TASK DETAILS: Write out the records again, from the line that contains "Reviewer note: every instance of the teal" through the end of the records, including the reviewer notes. Multiply every x and y coordinate in the answer points by 1.85 and round each to a whole number, with halves rounding up, but leave the coordinates in the reviewer notes unchanged.

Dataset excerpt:

— BEGIN —

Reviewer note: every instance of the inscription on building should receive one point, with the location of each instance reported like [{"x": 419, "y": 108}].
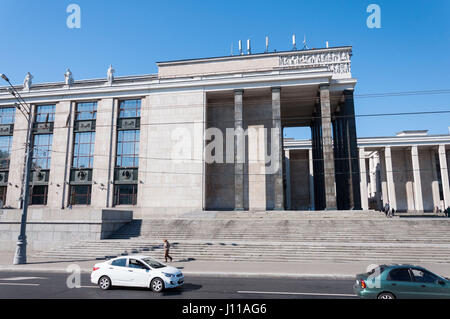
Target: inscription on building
[{"x": 338, "y": 62}]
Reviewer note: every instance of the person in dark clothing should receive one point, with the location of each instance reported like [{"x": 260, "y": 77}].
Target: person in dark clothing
[
  {"x": 166, "y": 250},
  {"x": 386, "y": 209}
]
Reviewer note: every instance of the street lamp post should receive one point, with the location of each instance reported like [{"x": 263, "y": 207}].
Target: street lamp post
[{"x": 20, "y": 256}]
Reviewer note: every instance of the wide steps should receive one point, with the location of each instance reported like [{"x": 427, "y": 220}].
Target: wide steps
[{"x": 274, "y": 240}]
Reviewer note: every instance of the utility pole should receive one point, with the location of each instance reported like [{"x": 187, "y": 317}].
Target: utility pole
[{"x": 20, "y": 256}]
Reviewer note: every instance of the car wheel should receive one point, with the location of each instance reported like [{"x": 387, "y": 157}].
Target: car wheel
[
  {"x": 386, "y": 295},
  {"x": 104, "y": 283},
  {"x": 157, "y": 285}
]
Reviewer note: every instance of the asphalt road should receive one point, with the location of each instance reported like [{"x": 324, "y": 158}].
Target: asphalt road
[{"x": 41, "y": 285}]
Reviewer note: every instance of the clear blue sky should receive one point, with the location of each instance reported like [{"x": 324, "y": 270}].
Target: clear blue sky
[{"x": 409, "y": 53}]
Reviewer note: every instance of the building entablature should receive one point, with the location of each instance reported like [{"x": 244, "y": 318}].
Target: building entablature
[
  {"x": 380, "y": 142},
  {"x": 292, "y": 68}
]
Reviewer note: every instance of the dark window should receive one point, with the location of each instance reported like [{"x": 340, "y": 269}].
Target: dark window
[
  {"x": 128, "y": 148},
  {"x": 125, "y": 194},
  {"x": 86, "y": 111},
  {"x": 122, "y": 262},
  {"x": 83, "y": 150},
  {"x": 80, "y": 194},
  {"x": 7, "y": 115},
  {"x": 45, "y": 113},
  {"x": 399, "y": 274},
  {"x": 133, "y": 263},
  {"x": 38, "y": 195},
  {"x": 42, "y": 151},
  {"x": 424, "y": 276},
  {"x": 3, "y": 195},
  {"x": 5, "y": 151},
  {"x": 130, "y": 108}
]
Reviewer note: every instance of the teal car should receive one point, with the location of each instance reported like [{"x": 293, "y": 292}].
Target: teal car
[{"x": 401, "y": 282}]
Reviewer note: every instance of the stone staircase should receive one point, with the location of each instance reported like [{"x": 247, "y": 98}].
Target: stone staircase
[{"x": 289, "y": 238}]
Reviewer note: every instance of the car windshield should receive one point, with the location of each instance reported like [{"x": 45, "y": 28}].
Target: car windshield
[
  {"x": 377, "y": 270},
  {"x": 153, "y": 263}
]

— END —

THE ANSWER:
Reviewer note: every instance of the teal car should receive one point, with the location of each instance reported like [{"x": 293, "y": 292}].
Target: teal car
[{"x": 742, "y": 522}]
Reviewer note: every instance of the stone staircase should receive one point, with the location of each instance reported like [{"x": 247, "y": 98}].
Target: stone staircase
[{"x": 535, "y": 440}]
Reviewer note: every instance of the car windshield should receive one point, with the location of each instance reported like [{"x": 45, "y": 28}].
Target: car windshield
[
  {"x": 697, "y": 500},
  {"x": 283, "y": 487}
]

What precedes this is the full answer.